**Some records**
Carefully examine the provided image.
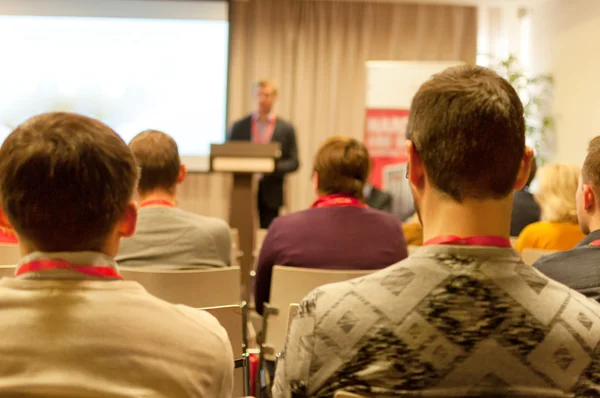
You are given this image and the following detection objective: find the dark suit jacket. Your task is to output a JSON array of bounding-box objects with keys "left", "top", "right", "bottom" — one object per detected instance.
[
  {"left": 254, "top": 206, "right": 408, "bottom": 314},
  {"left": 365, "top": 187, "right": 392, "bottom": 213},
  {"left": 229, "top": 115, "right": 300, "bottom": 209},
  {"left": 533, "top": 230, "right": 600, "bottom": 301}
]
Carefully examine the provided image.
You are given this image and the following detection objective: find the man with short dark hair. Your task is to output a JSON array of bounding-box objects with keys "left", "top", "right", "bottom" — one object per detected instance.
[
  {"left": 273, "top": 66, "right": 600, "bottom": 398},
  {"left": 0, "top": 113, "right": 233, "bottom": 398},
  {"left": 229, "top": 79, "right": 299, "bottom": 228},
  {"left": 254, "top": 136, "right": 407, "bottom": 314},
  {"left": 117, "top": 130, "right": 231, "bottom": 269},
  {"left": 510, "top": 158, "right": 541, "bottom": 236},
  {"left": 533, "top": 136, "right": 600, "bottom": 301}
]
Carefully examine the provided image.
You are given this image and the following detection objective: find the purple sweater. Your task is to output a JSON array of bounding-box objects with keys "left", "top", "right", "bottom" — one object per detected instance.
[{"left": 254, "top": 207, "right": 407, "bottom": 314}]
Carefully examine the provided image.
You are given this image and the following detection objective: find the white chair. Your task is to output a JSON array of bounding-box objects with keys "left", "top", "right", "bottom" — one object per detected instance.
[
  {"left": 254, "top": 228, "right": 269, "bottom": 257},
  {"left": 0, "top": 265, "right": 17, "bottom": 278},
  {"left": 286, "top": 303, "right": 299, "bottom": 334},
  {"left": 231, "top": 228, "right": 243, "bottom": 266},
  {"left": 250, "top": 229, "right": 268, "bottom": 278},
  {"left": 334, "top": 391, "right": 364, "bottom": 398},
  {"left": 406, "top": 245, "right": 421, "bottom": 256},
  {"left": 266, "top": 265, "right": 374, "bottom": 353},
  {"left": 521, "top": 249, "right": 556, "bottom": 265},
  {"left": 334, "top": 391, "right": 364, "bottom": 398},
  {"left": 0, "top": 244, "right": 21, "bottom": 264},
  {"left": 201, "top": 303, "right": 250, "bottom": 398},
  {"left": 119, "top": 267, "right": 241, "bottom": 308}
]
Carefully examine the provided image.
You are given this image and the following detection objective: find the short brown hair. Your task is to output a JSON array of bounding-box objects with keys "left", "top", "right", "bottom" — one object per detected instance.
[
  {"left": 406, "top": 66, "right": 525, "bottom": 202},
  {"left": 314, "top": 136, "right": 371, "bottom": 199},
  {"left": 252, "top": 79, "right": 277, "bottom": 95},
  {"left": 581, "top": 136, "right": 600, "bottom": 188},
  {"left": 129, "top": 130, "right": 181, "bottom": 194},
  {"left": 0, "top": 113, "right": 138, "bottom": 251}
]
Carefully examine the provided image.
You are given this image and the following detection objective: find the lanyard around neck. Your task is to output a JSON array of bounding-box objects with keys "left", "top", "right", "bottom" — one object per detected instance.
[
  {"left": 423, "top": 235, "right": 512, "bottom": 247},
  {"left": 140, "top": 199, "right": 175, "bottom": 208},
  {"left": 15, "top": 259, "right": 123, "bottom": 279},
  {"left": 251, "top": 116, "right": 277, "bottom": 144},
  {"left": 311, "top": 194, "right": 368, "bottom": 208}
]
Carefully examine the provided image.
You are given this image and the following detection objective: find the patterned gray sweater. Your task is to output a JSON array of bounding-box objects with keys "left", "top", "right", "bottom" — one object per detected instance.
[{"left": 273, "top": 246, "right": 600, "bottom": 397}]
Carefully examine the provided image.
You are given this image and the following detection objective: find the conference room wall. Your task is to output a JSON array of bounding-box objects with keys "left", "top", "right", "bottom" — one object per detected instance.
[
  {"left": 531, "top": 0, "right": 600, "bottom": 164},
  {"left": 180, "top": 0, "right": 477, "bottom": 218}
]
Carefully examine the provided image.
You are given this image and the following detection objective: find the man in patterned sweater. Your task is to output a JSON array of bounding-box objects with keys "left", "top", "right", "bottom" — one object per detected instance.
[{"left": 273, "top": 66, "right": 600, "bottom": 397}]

**Exercise**
Copy out all the entries exactly. Images stay out of the copy.

**Task solution**
Carefully examine the provided image.
You are given this image and the following detection objective: find the dark suit jacket. Your task is to output a JSON array of bounding-box objects with keys "left", "top", "right", "bottom" — one object per detected instance.
[
  {"left": 254, "top": 206, "right": 408, "bottom": 314},
  {"left": 365, "top": 187, "right": 392, "bottom": 213},
  {"left": 229, "top": 115, "right": 300, "bottom": 209},
  {"left": 533, "top": 230, "right": 600, "bottom": 301}
]
Carefully examine the provided image.
You are given this image and the following detection objective: find the man with short dark hair. Your task is to output a JSON array of bounding-box objects with keys "left", "top", "right", "bottom" — one object per detected instance.
[
  {"left": 273, "top": 66, "right": 600, "bottom": 398},
  {"left": 0, "top": 113, "right": 233, "bottom": 398},
  {"left": 229, "top": 79, "right": 299, "bottom": 228},
  {"left": 254, "top": 136, "right": 407, "bottom": 314},
  {"left": 117, "top": 130, "right": 231, "bottom": 269},
  {"left": 510, "top": 158, "right": 541, "bottom": 236},
  {"left": 533, "top": 136, "right": 600, "bottom": 301}
]
Carefully examine the provided image.
You are given this image and the following detection objective: find the purple sweater. Your task is to output a JSON array of bounding-box objects with keys "left", "top", "right", "bottom" — one object per detected instance.
[{"left": 254, "top": 207, "right": 407, "bottom": 314}]
Carefully examine the provided image.
You are given this image and the following detection objective: find the white chair. Your task is to output a JSON array of bounding-box objects with keys "left", "top", "right", "bottom" — one object per detected instance.
[
  {"left": 254, "top": 228, "right": 269, "bottom": 257},
  {"left": 0, "top": 265, "right": 17, "bottom": 278},
  {"left": 286, "top": 303, "right": 299, "bottom": 334},
  {"left": 231, "top": 228, "right": 243, "bottom": 266},
  {"left": 250, "top": 229, "right": 268, "bottom": 278},
  {"left": 334, "top": 391, "right": 364, "bottom": 398},
  {"left": 406, "top": 245, "right": 421, "bottom": 256},
  {"left": 266, "top": 265, "right": 374, "bottom": 353},
  {"left": 521, "top": 249, "right": 556, "bottom": 265},
  {"left": 334, "top": 391, "right": 364, "bottom": 398},
  {"left": 0, "top": 244, "right": 21, "bottom": 264},
  {"left": 201, "top": 303, "right": 250, "bottom": 398},
  {"left": 119, "top": 267, "right": 241, "bottom": 308}
]
Carefully examine the provided image.
You are given this image and the following detection objective: find the short brown hair. Your task is to output a JSON array of bounding-box objects with keys "left", "top", "right", "bottom" — one object per detected instance.
[
  {"left": 406, "top": 66, "right": 525, "bottom": 202},
  {"left": 314, "top": 136, "right": 371, "bottom": 199},
  {"left": 252, "top": 79, "right": 277, "bottom": 95},
  {"left": 581, "top": 136, "right": 600, "bottom": 188},
  {"left": 129, "top": 130, "right": 181, "bottom": 194},
  {"left": 0, "top": 113, "right": 138, "bottom": 251}
]
Carefully examine the provided image.
You are given this image and the following detection objective: find the lanyard around neck. Your task is to output a JSON array of bounding-box objects with keys "left", "top", "right", "bottom" — one object per detected instance.
[
  {"left": 423, "top": 235, "right": 512, "bottom": 247},
  {"left": 140, "top": 199, "right": 175, "bottom": 208},
  {"left": 15, "top": 259, "right": 123, "bottom": 279},
  {"left": 251, "top": 116, "right": 277, "bottom": 144},
  {"left": 311, "top": 194, "right": 368, "bottom": 208}
]
Carefully examine the provided image.
You are given this image and the following detection objective: find the patterned gray sweater. Your task is to output a JSON array of bounding-box objects with keys "left", "top", "right", "bottom" — one object per detected instance.
[{"left": 273, "top": 246, "right": 600, "bottom": 397}]
Carefully examine the provided image.
You are given this image and the following detection objective: find the conference room wall. Your task is to output a JSON array of bounding-box objects with keys "left", "top", "right", "bottom" — one object per detected instance.
[
  {"left": 531, "top": 0, "right": 600, "bottom": 164},
  {"left": 180, "top": 0, "right": 477, "bottom": 218}
]
Carefully examine the provided image.
You are given this image and the following detection objective: find the man in patterned sweater. Your task is to output a JSON array of bounding-box objects with keys "left", "top", "right", "bottom" — one object per detected instance.
[{"left": 273, "top": 66, "right": 600, "bottom": 397}]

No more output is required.